**Description of the task**
Update the records from the start through the line containing "[74,37,122,47]" so that "bridge arch opening" becomes "arched opening under the bridge", leaving everything else in those lines unchanged, and output only those lines.

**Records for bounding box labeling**
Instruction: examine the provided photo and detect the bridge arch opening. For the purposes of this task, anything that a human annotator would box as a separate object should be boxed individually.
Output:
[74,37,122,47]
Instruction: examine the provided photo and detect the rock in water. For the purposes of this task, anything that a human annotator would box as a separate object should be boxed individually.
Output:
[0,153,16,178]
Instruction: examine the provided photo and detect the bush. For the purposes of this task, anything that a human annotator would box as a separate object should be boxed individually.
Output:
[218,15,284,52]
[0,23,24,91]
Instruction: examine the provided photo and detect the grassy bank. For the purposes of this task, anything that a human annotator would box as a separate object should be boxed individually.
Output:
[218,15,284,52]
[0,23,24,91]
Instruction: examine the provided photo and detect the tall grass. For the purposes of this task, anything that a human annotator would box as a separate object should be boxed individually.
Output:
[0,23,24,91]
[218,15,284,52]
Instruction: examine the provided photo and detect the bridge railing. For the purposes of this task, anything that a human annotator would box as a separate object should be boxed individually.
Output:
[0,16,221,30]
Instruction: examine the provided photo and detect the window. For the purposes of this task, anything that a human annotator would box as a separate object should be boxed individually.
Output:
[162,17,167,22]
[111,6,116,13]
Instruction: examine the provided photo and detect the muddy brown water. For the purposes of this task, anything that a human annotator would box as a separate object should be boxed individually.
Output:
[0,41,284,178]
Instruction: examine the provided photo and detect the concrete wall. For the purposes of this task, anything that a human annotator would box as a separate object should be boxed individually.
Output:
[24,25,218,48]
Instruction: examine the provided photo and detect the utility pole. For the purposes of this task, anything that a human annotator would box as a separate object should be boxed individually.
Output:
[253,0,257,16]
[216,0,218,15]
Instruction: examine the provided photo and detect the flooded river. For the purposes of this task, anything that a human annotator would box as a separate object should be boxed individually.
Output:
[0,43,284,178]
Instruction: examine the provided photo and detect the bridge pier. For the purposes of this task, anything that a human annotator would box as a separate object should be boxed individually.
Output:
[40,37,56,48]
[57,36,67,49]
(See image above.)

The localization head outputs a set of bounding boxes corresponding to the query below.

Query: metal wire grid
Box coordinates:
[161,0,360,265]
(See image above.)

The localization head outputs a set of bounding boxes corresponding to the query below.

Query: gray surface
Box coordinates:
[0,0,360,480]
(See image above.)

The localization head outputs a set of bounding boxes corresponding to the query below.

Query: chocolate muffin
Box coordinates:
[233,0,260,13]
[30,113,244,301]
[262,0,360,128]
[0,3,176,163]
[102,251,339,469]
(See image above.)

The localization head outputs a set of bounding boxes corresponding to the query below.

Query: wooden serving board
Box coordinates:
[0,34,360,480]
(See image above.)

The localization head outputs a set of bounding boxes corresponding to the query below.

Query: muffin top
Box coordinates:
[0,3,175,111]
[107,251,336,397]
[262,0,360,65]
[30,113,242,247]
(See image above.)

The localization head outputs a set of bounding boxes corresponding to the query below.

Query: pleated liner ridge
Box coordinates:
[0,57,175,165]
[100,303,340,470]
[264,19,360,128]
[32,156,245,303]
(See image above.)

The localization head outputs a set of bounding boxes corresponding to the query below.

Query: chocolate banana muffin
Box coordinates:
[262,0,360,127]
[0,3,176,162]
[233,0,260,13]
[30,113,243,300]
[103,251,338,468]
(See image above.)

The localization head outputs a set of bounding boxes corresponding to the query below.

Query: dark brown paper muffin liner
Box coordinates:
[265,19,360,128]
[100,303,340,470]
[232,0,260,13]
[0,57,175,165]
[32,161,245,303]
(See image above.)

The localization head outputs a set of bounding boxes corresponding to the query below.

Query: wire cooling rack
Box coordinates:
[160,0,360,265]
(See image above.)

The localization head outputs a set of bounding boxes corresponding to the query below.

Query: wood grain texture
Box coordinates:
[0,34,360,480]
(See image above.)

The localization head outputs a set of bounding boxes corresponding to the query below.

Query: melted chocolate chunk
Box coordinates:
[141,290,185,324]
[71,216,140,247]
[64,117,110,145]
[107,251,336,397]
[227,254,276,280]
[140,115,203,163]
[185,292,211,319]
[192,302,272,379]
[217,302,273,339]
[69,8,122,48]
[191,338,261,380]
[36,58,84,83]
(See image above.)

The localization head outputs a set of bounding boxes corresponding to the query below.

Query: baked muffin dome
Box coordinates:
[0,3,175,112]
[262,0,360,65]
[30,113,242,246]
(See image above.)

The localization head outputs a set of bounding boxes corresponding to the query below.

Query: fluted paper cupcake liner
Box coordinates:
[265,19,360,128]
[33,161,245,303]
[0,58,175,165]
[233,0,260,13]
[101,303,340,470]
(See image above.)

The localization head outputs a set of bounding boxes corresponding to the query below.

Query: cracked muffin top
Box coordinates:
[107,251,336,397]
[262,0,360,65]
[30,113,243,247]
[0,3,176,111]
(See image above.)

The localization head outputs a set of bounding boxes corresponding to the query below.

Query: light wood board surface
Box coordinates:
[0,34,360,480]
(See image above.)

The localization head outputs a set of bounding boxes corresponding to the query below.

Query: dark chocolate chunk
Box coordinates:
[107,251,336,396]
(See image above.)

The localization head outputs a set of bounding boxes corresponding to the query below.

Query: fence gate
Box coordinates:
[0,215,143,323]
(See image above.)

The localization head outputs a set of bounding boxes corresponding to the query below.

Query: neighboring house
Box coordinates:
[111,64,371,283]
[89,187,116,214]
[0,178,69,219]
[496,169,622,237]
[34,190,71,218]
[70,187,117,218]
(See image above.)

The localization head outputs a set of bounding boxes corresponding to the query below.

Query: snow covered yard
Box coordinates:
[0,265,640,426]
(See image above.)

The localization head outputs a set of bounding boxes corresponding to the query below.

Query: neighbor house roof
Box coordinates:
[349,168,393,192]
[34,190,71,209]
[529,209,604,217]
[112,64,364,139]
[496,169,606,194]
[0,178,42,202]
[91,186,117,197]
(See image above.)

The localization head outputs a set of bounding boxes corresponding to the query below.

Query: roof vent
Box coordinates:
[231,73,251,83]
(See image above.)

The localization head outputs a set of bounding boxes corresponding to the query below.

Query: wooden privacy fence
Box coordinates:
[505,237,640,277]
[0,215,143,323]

**Result of the exercise**
Instruction: examine the provided photo and detect the arched opening under the bridge. For the purposes of this task, anything that a human annotator would box as a separate object should be boxed individually.
Output:
[74,37,122,47]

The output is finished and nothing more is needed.